Excerpts from segmentation records
>> BEGIN

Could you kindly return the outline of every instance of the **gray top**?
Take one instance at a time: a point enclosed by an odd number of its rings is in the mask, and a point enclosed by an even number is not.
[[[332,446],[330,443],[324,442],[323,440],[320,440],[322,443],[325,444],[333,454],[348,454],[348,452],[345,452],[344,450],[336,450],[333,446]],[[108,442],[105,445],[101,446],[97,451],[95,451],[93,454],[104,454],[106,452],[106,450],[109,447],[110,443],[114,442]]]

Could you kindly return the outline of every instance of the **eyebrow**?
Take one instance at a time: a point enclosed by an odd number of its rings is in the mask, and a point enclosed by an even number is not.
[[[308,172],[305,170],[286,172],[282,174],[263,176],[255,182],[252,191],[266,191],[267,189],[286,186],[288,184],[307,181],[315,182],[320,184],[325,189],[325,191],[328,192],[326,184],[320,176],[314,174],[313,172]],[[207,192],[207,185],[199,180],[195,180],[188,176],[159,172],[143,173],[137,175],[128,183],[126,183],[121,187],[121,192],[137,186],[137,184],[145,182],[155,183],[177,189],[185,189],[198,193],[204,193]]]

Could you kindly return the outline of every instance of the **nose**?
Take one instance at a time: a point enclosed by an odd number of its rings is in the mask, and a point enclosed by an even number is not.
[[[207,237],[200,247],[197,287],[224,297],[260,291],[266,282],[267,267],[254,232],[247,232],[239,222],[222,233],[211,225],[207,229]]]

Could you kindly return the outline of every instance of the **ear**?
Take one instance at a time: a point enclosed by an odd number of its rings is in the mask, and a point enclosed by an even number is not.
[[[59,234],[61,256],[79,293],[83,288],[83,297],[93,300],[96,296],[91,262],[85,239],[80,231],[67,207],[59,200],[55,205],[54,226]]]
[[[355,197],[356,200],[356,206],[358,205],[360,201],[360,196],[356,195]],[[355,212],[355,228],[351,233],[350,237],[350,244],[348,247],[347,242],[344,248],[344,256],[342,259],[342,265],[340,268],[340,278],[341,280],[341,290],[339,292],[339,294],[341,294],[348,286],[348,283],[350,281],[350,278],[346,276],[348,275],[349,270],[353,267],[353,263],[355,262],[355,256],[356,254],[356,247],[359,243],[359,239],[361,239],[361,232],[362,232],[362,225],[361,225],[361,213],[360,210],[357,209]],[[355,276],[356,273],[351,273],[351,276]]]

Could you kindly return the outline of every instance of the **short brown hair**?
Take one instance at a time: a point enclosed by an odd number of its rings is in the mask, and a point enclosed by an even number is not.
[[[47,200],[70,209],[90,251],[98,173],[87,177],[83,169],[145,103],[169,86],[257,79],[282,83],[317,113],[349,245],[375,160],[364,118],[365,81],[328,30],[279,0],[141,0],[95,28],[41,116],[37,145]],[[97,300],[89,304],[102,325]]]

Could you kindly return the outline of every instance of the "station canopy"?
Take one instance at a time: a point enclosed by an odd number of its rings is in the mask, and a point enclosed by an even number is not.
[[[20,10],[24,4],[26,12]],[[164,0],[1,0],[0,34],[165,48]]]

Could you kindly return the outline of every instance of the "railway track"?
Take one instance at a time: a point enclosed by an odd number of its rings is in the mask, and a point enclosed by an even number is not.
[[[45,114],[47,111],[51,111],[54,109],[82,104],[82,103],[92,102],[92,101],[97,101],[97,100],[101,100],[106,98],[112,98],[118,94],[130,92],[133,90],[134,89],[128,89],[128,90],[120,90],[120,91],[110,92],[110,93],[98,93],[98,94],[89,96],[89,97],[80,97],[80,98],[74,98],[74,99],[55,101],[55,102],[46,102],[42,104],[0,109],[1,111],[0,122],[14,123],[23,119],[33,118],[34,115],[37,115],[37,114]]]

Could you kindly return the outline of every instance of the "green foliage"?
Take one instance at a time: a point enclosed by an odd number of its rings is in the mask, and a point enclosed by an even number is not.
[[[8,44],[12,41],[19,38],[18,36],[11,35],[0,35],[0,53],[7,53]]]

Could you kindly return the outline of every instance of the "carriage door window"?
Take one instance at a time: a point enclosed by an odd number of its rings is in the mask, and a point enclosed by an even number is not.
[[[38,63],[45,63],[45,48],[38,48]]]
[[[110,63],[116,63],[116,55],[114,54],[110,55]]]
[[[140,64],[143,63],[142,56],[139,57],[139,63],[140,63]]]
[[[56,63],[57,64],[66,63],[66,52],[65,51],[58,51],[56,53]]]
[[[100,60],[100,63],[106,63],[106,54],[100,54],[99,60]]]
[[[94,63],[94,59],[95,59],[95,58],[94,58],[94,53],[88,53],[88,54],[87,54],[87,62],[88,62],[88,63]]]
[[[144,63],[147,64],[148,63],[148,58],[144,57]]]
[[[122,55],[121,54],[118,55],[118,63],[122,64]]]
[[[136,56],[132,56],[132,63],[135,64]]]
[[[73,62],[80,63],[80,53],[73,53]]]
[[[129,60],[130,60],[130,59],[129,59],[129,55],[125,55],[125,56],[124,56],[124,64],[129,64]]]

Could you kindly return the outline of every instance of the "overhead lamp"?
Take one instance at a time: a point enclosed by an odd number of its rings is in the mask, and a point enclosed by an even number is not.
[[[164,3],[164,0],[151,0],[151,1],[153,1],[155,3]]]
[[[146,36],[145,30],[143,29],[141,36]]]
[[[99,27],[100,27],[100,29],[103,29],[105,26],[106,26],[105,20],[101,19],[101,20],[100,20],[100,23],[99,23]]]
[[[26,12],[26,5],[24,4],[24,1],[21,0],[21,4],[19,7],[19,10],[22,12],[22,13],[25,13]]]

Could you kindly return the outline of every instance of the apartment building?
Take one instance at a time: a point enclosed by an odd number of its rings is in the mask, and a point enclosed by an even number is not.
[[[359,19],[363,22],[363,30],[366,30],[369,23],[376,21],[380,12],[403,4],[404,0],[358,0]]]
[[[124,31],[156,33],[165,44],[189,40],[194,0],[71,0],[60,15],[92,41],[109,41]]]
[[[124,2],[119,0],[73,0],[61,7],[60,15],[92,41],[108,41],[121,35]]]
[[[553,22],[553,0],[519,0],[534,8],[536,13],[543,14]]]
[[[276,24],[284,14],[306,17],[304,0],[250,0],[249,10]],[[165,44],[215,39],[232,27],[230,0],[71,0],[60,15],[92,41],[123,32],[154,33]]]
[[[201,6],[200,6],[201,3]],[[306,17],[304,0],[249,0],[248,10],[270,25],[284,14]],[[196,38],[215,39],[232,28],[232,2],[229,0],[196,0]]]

>> END

Work instructions
Write out, word for word, the line containing "the apartment building?" and every line after it to the end of the data above.

Finished answer
Could you kindly return the outline of every instance of the apartment building?
Take one instance at a time: a point enclosed by an odd number of its rings is in the mask, and a point enclosed by an even number is not.
[[[359,19],[363,22],[363,30],[366,30],[369,23],[376,21],[380,12],[403,4],[404,0],[358,0]]]
[[[124,31],[156,33],[165,44],[189,40],[194,0],[71,0],[60,15],[92,41],[109,41]]]
[[[124,2],[119,0],[73,0],[61,7],[60,15],[92,41],[108,41],[121,35]]]
[[[553,22],[553,0],[519,0],[534,8],[536,13],[543,14]]]
[[[276,24],[284,14],[306,17],[304,0],[250,0],[249,10]],[[165,44],[215,39],[232,27],[230,0],[71,0],[60,15],[92,41],[123,32],[154,33]]]
[[[201,6],[200,6],[201,3]],[[306,17],[304,0],[249,0],[248,10],[270,25],[284,14]],[[196,38],[215,39],[232,28],[232,2],[229,0],[196,0]]]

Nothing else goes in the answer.